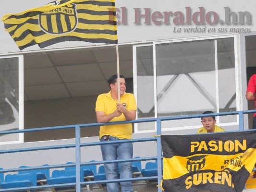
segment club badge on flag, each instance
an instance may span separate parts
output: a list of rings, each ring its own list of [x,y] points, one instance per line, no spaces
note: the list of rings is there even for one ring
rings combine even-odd
[[[56,0],[2,21],[20,50],[69,41],[118,43],[115,0]]]
[[[167,192],[242,192],[256,163],[256,130],[161,135]]]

--- --- ---

Requirements: Reproduce every line of the entries above verbatim, leaving out the picture.

Finished exercise:
segment club badge on flag, each instance
an instance may span separate parts
output: a list of rings, each ring its own list of [x,y] points, one instance per line, no spaces
note: the list of rings is there even for one ring
rings combine even-odd
[[[56,0],[2,21],[20,50],[69,41],[118,43],[115,0]]]
[[[167,192],[242,192],[256,163],[256,130],[161,135]]]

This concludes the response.